Problem requirements
Your task is to return the span of lines beginning at the one with "Target: building with peaked roof" and ending at the last line of the data, exactly as it stands.

Given entries

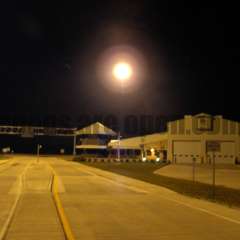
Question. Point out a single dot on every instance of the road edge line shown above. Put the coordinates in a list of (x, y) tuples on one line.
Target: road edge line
[(61, 213)]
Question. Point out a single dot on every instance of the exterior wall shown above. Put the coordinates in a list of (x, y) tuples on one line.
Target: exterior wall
[(188, 130)]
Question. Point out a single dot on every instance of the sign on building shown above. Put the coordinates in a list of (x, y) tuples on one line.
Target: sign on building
[(27, 132), (213, 146)]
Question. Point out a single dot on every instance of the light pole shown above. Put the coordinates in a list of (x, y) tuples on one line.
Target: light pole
[(38, 150), (122, 71)]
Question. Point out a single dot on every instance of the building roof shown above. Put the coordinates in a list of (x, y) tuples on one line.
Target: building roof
[(137, 142), (96, 129)]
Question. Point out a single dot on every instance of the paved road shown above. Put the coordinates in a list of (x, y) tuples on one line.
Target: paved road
[(35, 216), (102, 205)]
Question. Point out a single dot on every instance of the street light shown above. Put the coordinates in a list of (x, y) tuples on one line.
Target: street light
[(121, 71)]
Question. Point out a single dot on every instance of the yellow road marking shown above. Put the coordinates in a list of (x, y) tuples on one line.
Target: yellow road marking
[(63, 218)]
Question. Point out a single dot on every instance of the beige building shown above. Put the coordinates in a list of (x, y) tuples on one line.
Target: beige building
[(187, 139)]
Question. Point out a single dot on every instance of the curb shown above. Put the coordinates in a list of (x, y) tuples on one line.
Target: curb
[(7, 223)]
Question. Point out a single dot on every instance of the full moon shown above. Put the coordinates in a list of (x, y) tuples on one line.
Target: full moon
[(122, 71)]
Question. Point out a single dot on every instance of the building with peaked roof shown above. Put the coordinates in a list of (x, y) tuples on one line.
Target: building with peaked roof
[(187, 140), (93, 139)]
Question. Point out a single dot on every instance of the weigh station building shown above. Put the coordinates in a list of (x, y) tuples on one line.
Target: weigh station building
[(186, 140)]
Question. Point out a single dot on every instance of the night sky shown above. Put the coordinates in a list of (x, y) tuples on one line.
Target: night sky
[(50, 55)]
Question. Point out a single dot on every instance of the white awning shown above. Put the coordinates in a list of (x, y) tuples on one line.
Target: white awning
[(91, 147), (96, 129)]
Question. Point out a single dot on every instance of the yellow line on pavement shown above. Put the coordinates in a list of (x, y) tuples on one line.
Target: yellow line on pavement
[(63, 218)]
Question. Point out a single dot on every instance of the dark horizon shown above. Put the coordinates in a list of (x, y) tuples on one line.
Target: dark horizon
[(50, 56)]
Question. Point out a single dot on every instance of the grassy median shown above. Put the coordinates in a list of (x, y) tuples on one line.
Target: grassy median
[(144, 172)]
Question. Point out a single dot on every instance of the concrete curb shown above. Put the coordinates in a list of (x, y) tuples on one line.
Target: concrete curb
[(4, 161), (7, 223), (62, 215)]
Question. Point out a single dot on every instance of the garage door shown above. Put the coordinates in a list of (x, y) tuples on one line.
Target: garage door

Written reply
Target: building with peaked roof
[(187, 140), (93, 139)]
Question. Point out a single dot on every instance of the weigh station building shown above. Put the coordinates in a list of (x, y) tuples on one line.
Target: weigh station building
[(186, 140)]
Question. Point out a single dot on every instance of the night sky shown above. Put the coordinates in a list of (x, y) tuples on one line.
Target: night sky
[(50, 55)]
Question. Point out a single dot on every instance of the white awning shown above. Put the coordinates in a list of (x, y) tuples on one line.
Target: white awning
[(91, 147), (96, 129)]
Question. Point out a single dot on every instance of the yellow line on pavement shown above. Put the coordinates in a list of (x, y) tuples on one line.
Target: yellow line on pavement
[(63, 218)]
Question. Point out a single dot on every instance of the dark horizon shown above. Put the coordinates in a list of (x, y) tuples on one line.
Target: dark horizon
[(50, 56)]
Question. Point out a single dot on every instance of the grassy median shown above. Put the coordinates in a list of (x, y) tuples on one line.
Target: grassy median
[(144, 172)]
Question. Point out a single dot on every instance of the concrete curb shown above. Put the coordinates in a list of (x, y) tuples on one line.
Target: concrete curb
[(4, 161), (7, 223), (62, 215)]
Question. Point out a single dot on every instance of the garage door shown above. Put the coordinates in a list of (x, y) tuples on one line.
Target: garage door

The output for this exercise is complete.